Stated problem
Copy the entries below word for word, from the line with "Identify each instance of the overcast" through the line with "(1013, 690)".

Entries from a point annotation set
::::::::::
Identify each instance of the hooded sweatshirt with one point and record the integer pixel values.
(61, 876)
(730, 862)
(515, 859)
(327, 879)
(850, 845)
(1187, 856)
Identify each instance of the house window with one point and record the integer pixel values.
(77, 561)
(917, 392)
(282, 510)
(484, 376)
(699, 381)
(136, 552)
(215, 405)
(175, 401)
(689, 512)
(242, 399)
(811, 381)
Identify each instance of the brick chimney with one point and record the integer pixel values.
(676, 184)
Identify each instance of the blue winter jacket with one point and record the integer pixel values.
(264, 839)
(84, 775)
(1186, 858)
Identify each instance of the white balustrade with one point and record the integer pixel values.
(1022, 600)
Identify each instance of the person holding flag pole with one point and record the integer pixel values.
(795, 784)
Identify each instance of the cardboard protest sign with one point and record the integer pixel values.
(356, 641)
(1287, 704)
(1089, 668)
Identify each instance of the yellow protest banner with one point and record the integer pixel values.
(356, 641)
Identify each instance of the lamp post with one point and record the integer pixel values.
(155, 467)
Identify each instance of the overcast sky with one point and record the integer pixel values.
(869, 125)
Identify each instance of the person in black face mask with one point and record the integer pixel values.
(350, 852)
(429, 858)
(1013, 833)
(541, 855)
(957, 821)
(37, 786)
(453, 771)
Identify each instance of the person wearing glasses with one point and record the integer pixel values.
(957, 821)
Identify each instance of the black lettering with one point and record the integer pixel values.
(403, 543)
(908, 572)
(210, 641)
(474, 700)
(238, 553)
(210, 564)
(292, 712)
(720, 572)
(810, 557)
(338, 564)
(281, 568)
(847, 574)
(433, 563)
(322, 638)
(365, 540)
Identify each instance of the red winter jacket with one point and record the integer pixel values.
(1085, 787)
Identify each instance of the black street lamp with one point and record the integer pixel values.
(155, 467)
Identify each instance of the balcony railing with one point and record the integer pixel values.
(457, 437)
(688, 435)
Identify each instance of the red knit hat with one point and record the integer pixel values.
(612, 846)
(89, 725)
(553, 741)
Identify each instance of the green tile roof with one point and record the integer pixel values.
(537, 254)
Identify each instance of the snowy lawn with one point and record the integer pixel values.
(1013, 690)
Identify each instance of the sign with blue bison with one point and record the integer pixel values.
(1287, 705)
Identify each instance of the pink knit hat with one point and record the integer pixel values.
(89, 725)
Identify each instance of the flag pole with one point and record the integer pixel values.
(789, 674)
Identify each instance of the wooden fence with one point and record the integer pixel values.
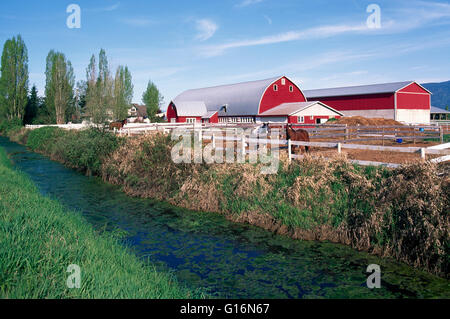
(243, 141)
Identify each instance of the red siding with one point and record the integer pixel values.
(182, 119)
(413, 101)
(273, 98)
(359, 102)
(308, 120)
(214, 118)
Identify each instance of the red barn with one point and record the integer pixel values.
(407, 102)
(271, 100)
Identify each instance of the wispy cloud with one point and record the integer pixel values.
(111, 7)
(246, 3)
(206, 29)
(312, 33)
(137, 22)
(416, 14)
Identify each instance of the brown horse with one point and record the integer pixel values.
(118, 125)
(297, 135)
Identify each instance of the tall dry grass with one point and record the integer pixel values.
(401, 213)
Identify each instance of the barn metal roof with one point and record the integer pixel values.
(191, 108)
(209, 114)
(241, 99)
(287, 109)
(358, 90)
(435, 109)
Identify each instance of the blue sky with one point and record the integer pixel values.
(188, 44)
::::::::::
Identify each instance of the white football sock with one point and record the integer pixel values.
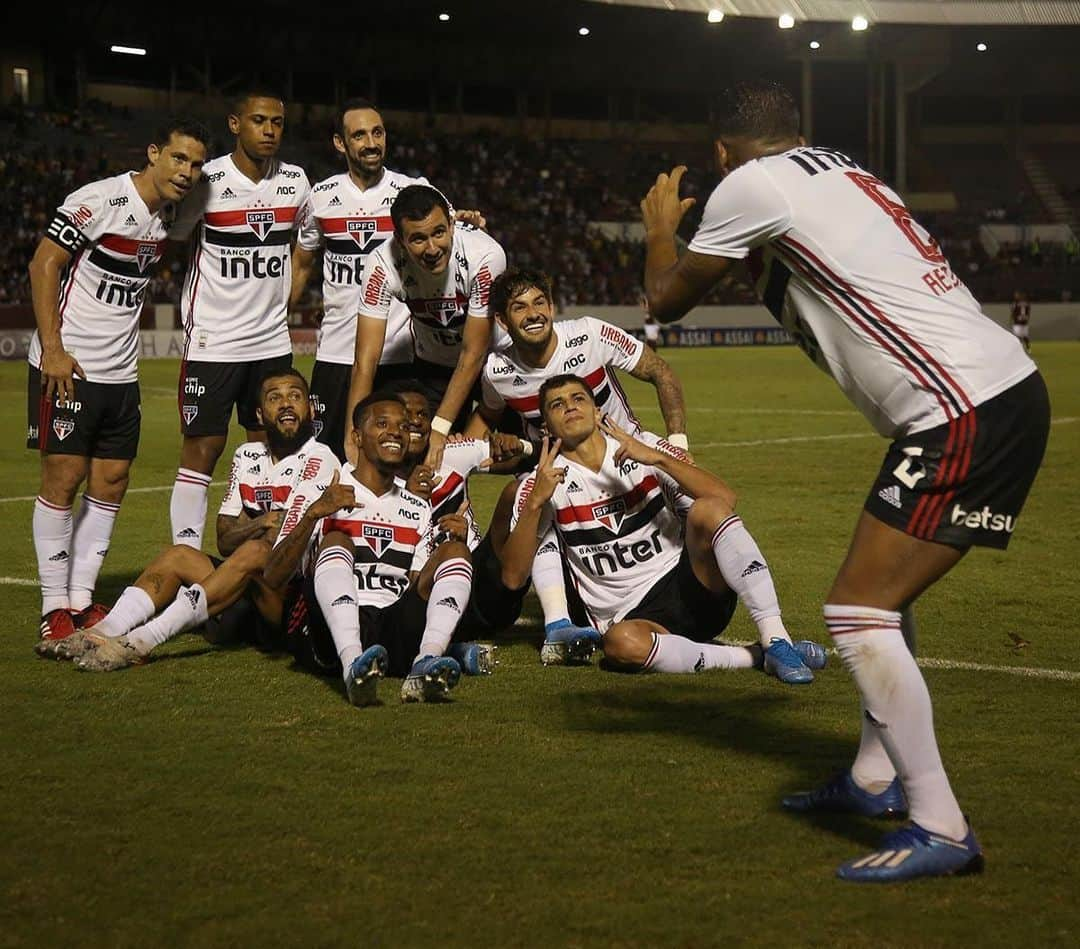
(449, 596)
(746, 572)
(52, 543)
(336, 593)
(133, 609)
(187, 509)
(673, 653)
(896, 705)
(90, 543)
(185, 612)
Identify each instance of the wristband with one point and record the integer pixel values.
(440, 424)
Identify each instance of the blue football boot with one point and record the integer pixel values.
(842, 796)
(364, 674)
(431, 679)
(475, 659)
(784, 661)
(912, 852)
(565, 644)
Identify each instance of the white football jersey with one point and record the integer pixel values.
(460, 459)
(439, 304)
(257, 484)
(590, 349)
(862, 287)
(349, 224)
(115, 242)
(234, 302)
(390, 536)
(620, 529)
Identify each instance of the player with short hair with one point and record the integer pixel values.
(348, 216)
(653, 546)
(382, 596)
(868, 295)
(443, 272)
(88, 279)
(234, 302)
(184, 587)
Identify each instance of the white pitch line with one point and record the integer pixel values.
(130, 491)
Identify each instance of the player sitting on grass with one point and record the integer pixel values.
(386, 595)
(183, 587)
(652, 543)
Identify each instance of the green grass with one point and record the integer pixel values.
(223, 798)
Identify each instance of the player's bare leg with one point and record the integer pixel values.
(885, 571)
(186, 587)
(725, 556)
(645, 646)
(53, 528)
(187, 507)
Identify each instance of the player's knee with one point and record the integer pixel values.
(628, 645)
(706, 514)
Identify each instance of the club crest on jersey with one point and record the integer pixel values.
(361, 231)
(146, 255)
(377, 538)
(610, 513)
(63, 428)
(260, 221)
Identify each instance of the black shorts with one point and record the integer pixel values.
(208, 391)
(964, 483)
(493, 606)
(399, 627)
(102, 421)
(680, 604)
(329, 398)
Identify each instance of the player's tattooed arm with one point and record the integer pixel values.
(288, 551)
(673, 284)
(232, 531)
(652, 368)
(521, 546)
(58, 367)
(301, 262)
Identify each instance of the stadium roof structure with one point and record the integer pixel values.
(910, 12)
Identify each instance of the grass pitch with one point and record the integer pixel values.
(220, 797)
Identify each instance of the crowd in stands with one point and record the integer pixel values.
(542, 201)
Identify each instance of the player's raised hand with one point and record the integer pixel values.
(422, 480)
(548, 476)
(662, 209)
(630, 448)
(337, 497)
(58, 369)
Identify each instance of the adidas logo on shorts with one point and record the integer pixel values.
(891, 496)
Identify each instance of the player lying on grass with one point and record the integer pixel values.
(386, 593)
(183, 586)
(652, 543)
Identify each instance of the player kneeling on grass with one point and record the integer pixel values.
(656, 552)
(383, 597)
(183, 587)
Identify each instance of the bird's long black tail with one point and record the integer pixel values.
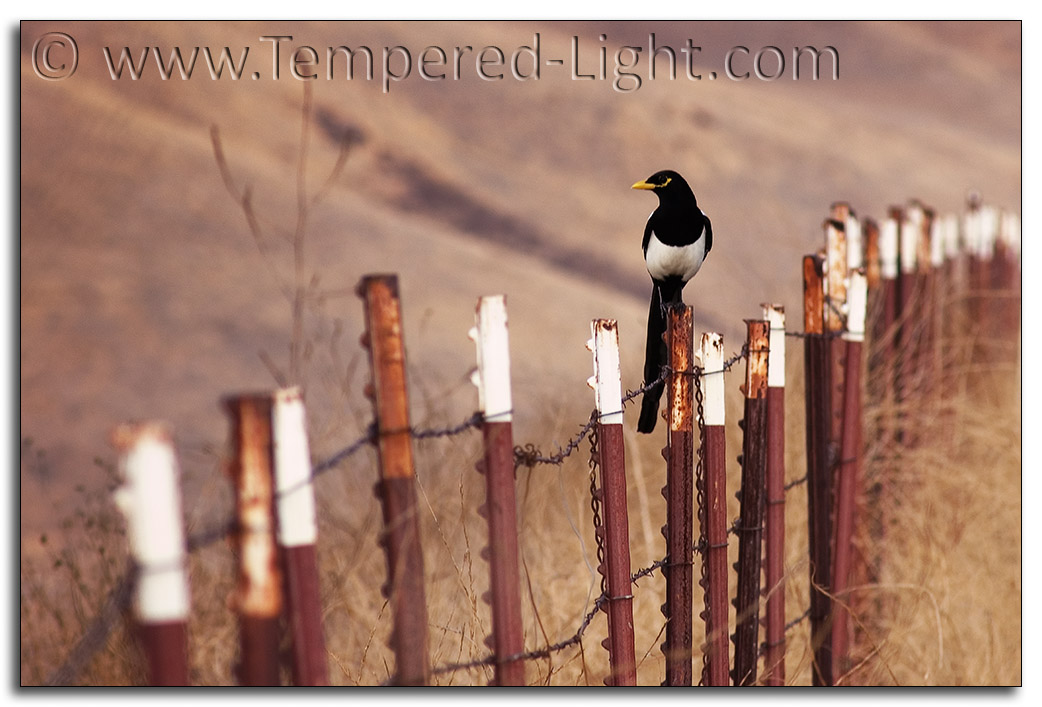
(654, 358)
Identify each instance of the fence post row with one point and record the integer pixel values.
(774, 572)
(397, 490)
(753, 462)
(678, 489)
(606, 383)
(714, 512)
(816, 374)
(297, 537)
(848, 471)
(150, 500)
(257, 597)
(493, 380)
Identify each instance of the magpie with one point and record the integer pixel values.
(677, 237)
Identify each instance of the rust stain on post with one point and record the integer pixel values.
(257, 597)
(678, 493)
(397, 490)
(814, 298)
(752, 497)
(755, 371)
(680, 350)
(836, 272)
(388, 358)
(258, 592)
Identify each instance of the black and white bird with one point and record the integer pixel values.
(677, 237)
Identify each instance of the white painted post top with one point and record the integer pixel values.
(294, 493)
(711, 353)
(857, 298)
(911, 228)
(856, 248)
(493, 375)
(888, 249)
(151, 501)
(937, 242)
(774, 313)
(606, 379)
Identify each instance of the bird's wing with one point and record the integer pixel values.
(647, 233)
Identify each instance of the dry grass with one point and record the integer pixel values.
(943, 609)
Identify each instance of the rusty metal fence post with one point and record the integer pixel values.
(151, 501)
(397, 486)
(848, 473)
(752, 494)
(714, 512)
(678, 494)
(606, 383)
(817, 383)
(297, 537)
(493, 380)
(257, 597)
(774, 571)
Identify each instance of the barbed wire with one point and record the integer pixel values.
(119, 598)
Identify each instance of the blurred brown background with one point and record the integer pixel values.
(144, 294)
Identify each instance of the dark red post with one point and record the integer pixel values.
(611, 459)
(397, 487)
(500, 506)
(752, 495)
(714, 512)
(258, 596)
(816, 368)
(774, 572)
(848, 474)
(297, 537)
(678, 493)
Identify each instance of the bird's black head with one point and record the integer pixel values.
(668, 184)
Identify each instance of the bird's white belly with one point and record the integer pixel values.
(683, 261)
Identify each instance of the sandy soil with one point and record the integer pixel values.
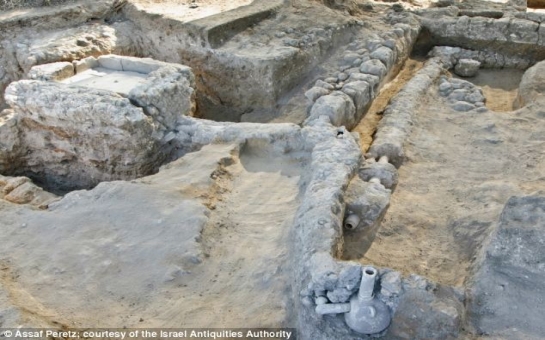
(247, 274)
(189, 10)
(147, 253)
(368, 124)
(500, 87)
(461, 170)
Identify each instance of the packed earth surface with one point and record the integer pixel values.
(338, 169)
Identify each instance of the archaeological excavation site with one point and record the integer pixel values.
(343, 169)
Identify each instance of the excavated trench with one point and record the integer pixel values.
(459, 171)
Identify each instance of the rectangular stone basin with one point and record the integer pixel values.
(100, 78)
::::::::::
The answer
Identify each instance of the overcast sky with one point and record the integer pixel values.
(869, 125)
Identify each instance of the person in black face mask with one point and record the integer pixel values.
(350, 852)
(429, 858)
(1013, 833)
(541, 855)
(957, 821)
(37, 786)
(453, 771)
Identify each instance of the person wearing glasses with one point and record the integer pixel values.
(957, 821)
Identify each instance of the black lettering with one point and record the integer pixel values.
(403, 543)
(908, 572)
(210, 641)
(474, 700)
(238, 553)
(210, 564)
(292, 712)
(720, 572)
(810, 557)
(338, 564)
(281, 568)
(847, 574)
(433, 563)
(322, 638)
(365, 540)
Identify each instance of the red winter jacket with one point and record the integer pixel values.
(1085, 787)
Identify each instance of the black street lamp with one point and record the integer pixel values.
(155, 467)
Identify each instance of the balcony railing with one point and record the integer pixel values.
(457, 437)
(688, 435)
Identify each instance of the red knit hat with one point and record the integer pixel values.
(612, 846)
(89, 725)
(553, 741)
Identify each instance of the green tile roof with one point and record the integer pixel values.
(537, 254)
Identify each instance of the snowy lawn with one point and record the integer pixel values.
(1013, 690)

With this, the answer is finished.